Copy all of the material below exactly.
--- START ---
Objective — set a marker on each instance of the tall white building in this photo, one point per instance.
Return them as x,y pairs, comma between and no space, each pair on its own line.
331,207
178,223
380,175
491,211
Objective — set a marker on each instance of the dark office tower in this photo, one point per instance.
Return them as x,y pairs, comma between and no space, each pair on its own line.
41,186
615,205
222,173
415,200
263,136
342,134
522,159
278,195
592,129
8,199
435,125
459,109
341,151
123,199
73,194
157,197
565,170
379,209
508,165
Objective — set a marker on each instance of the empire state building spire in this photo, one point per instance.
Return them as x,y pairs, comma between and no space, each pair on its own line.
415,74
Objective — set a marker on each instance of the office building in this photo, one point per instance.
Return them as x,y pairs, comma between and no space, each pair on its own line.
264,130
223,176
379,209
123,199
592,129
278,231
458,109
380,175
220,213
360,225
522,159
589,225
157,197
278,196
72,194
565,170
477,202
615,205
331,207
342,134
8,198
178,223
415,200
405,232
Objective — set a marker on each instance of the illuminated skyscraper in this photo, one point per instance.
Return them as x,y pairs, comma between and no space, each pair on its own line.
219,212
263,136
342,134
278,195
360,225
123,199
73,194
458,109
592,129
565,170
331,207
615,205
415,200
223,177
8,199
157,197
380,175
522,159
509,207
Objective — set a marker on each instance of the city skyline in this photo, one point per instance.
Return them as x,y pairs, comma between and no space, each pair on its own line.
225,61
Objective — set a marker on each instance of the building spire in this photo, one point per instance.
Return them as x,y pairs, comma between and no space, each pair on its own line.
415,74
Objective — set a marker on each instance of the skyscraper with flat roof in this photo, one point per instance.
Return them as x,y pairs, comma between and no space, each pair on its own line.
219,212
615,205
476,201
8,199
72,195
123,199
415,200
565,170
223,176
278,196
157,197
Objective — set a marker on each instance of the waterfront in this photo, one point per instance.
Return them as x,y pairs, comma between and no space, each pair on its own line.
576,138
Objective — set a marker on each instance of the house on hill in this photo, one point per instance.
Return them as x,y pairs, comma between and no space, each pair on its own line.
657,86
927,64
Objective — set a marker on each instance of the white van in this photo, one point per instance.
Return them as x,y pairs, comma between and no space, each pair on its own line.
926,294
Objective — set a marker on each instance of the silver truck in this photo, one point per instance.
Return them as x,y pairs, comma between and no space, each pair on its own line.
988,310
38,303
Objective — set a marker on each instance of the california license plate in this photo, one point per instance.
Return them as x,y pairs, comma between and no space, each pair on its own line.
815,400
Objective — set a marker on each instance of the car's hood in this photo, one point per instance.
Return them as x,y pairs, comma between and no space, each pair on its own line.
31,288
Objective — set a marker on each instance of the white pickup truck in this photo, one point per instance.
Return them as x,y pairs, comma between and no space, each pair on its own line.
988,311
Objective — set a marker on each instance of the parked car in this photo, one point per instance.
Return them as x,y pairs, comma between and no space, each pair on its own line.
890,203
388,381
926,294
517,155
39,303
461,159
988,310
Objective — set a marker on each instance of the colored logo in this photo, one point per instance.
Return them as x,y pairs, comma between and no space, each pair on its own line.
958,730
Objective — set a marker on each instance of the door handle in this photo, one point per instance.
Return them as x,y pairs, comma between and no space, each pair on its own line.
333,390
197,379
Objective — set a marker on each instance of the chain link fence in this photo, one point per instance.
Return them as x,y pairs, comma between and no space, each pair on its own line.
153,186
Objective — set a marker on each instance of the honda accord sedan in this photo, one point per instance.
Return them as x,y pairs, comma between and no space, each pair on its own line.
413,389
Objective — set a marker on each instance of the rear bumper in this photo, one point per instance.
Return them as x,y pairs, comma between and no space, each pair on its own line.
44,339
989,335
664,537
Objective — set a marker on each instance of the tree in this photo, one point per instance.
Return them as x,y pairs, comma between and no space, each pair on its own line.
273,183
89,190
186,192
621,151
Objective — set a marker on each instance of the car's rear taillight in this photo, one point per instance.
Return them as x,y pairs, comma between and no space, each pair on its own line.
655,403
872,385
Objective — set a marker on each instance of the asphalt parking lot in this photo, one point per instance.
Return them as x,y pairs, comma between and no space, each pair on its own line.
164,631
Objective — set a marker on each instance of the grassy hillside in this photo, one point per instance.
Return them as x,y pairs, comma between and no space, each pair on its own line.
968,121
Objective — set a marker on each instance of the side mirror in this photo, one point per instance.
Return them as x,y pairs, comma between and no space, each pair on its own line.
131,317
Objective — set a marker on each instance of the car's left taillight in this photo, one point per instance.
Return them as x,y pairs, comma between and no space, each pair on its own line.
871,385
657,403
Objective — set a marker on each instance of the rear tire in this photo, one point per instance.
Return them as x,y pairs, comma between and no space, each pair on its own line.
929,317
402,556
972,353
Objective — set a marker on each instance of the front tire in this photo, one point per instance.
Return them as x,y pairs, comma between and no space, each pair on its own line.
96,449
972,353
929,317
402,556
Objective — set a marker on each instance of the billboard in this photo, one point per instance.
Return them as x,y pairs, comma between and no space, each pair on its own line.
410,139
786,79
--- END ---
▶ Final result
Objective — set a marker on each instance of the tall white building in this photo, one point per instance.
Return them as x,y pairs, comma between and no space, each pair on its own line.
331,207
178,223
380,175
491,211
Objective — set a marker on each instance of the dark office tower in this photo, one point per instance.
Return them as x,y pairs, comma between and no space, each pair on its own line.
41,186
615,205
222,173
415,200
263,136
342,134
522,159
278,195
592,129
8,199
435,125
459,109
341,151
123,199
73,194
157,197
565,170
379,209
508,165
Objective — set a marker on each instance of the empire state building spire in this photo, one point per instance.
Return them as x,y pairs, comma between and no space, each pair on its own line.
415,74
Objective — set a marker on each instance of the office building in this photo, one point per instance.
Return them as x,y pairs, comma between and no space, each pair on its own line.
264,130
223,176
379,209
123,199
592,129
278,231
458,109
380,175
220,213
360,225
522,159
589,225
157,197
278,196
72,194
565,170
477,202
615,205
331,207
342,134
8,198
178,223
415,200
405,232
Objective — set a marker on each instance of the illuminated skyscraper in this photo, one point per instance.
Return them as x,y pairs, comma between and no space, each pair on its own line.
219,212
263,136
342,134
278,195
360,225
123,199
73,194
458,109
592,129
565,170
331,207
615,205
415,200
223,177
8,199
157,197
380,175
522,159
509,207
Objective — set a marker on each instance of the city skyline in this photo, one point per instance.
Return them as x,y pairs, comma between and no space, each pair on its own line.
225,61
Objective — set a marker on each instance of the building spire in this photo, one point per instance.
Return them as x,y pairs, comma between and no space, each pair on its own line.
415,74
Objective — set a marker on each instance of the skyscraper with flat roof in this photo, one point per instance.
Return them as x,y pairs, comma between and no space, each pair on its own line.
219,212
615,205
476,201
8,199
72,195
123,199
415,200
565,170
223,176
278,196
157,197
Objective — set a marker on each instance of the waterfront in this photo, one point per instance.
Return them as x,y pairs, comma between and no space, each pair on its own line.
576,138
Objective — set a marker on each instance of the house on hill in this photo, one point per instance.
Return them as x,y pairs, comma between and no space, each pair on its own line.
657,86
927,64
Objective — set a marker on each instance of the white van in this photo, one point per instance.
Return them as x,y pairs, comma between and no space, each pair on its own line.
926,294
Objective — set a marker on each instance of the silver truck in this photo, one point per instance.
Return them as x,y pairs, comma between and no space, each pair on its own line.
988,310
38,303
Objective — set a marker on each instance of the california license plate in this photo, one point per instance.
Return them as x,y pairs, comma between and no space, each pair on its own line.
815,400
Objective — set a marker on each instance of the car's hood in this photo, one point per instance.
Return them as x,y pairs, comma between and no space, each pair on its own line.
31,288
Objective — set a marker on each instance of the white pickup truck in this photo, one point per instance.
Return them as x,y pairs, comma between and no space, each pair on its own line.
988,311
Objective — set a marker on each instance of the parked car in this photo, one point per instance.
Return them as x,y pairs, comma between and no space, each pair on its own line.
890,203
388,381
926,294
517,155
39,303
461,159
988,310
Objective — set a marker on each instance of the colored logo in this photo, one point per instance.
Return them as x,y pairs, comma between and no space, each pair on its own line.
958,730
Objective — set a marker on each instance of the door handle in this photo, one point per instance.
Return them as x,y pairs, comma between and no space, each pair on its own line.
333,390
197,379
Objective — set a marker on each instance of the chain link fence in this photo, one point per instance.
Return them as x,y pairs, comma between and no space, each pair on its own line.
153,186
Objective — set a marker on each instance of the honda accord sedan in this photo, one point per instance.
Return them as x,y pairs, comma between and no space, each pair on its own line.
413,389
Objective — set a marker on each instance of the rear bumper in this photo, one point per instance.
Return them as x,y pairs, comma between and no space, each pair on its own line.
44,339
989,335
664,537
Objective — set a marker on each instance of the tree in this photo, one point per instance.
Return them as x,y pairs, comma between and no space, each pair on its own line.
273,183
89,190
186,192
621,151
Objective — set a marker on each instance of the car's rear taillight in this photo, one point per instance.
Return them as x,y pairs, comma between and no space, each pair on its own line.
655,403
872,385
Objective — set a marker on each instance of the asphalt parking lot in this photo, one point per instance.
Return them as x,y pairs, comma between and no space, each pair on its own line.
164,631
Objective — set a marker on each instance of the grassy hillside in this photo, one point per instance.
Return them as x,y pairs, comma between and no space, each pair on its own line.
968,121
Objective — set a marker on each instance of the side mirror in this photo, one point per instance.
Return them as x,y pairs, comma between and no space, each pair on its own line.
131,317
Objective — set a marker on each instance of the car's left taillight in this photo, one point per instance.
Return them as x,y pairs, comma between and no space, each pair on its own line.
871,385
657,403
Objective — set a marker on each instance of the rear tire in this photo, one point per instance.
Return them as x,y pairs, comma between and no space, each pair on its own line.
929,317
402,556
972,353
Objective — set a marker on each instance of the front tire in this photo, one point per instance.
Return them as x,y pairs, comma between and no space, each pair on its own line.
96,449
972,353
929,317
402,556
Objective — set a marker on each instance of the billboard in this photo, one point per instance.
Return them as x,y pairs, comma between and no space, each pair on its own line.
410,139
786,79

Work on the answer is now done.